SUPPLIED DATA START
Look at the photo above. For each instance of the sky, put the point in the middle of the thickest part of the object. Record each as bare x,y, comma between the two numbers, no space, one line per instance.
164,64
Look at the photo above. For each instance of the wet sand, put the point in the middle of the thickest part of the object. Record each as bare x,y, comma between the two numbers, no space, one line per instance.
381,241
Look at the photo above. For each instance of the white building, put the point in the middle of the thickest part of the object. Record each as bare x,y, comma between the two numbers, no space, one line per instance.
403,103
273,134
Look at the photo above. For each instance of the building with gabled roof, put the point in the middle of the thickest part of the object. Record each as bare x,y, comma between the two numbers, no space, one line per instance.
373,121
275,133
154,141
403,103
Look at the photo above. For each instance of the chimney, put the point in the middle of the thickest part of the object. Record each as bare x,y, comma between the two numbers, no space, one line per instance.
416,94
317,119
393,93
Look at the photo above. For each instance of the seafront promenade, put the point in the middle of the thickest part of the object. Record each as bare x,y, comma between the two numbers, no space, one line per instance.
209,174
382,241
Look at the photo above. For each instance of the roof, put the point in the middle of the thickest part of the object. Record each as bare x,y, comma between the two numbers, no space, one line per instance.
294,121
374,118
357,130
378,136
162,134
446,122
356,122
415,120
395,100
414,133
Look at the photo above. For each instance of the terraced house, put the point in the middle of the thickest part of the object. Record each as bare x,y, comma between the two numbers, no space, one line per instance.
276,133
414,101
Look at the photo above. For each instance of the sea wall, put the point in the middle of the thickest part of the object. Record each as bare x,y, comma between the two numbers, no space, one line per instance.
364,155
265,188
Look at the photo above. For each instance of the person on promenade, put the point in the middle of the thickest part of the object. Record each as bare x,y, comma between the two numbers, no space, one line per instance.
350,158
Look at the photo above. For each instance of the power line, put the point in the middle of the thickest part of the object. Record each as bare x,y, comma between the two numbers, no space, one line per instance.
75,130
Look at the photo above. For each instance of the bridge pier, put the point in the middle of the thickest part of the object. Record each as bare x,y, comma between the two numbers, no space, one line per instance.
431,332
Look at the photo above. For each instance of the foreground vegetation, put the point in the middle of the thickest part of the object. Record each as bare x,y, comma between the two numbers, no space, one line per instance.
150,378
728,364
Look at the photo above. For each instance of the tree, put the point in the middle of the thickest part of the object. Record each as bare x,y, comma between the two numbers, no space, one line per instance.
SUPPLIED DATA END
#### WHAT IS NEEDED
Print each record again. Nothing may be left out.

#### RESULT OF THIS TASK
Look at the photo above. For each instance of the sky, put the point in the middle of the thickest part of the object. Record each as bare x,y, comma between the two numbers, no space, one line per instance.
164,64
Look at the photo above. For each instance of the wet sand, put the point in the middle of the thickest part of the object. Record each as bare x,y, comma between the two numbers, no space, one line per instance.
381,241
Look at the photo above. For each instance of the white building, put the point in the middle of the thickest part of the object. Record each as bare x,y, comma between the two numbers, no space, one line per instance.
403,103
273,134
Look at the photo above. For each instance of the building with gabled roof, put the point in the middle of the thickest part of the object. Record each as bare x,y, comma between the two numbers, no space, one line per instance.
373,121
275,133
154,141
403,103
Look at the photo above. For each instance of the chimney, put the point in the middle of the thickest part of the object. Record each as bare x,y, comma between the two numbers, no space, one line per instance.
416,94
317,119
393,93
Look at the photo above. For each instance of the seafront promenade, put the point in the middle of the thickest part of the object. Record each as bare x,y, comma between the two numbers, no space, one line per instance.
209,174
382,241
Look at the photo above. For each instance of the roof, put the point in the middle of the thickest part of the object. Record each as bare x,y, comma between the two numbers, no space, one line per instance.
294,121
374,118
357,130
378,136
162,134
446,122
356,122
415,120
395,100
414,133
Look at the photo above. For each instance of the terraced house, put the point in the middle of the thickest part of the object. Record each as bare x,y, comma between the two numbers, no space, one line per instance.
276,133
414,101
Look at the photo above. For each instance of the sea wall, put the point in the middle of the thickest part of the object. Record each as bare x,y, comma between the two numbers, no space, one line per instance.
364,155
265,188
Look at the photo above. For each instance of the person on promenade, put the point in the middle of the thickest part of the object. Record each as bare x,y, comma between the two numbers, no space, one line per instance.
350,158
Look at the photo above. For each instance of the power line, put the point in the middle of the thickest part of the object. Record each as bare x,y, comma between the two numbers, no space, one line per instance.
75,130
Look at the photo above. For each instance of the bridge pier, put the point in the middle of the thickest part of the object. Record each as bare x,y, comma between the two numbers, no space, one line per instance.
431,332
Look at the photo above. For each instance of the foreground vegetation, put the point in the middle of the thickest part of the object. Record each as bare x,y, comma between the two numbers, no space, one line per instance.
150,378
728,364
Look at the photo above. For each instance of the tree, put the point in the middle of the thickest part of the object. Record each as bare x,y, comma between the two numbers, no space, one line per instance.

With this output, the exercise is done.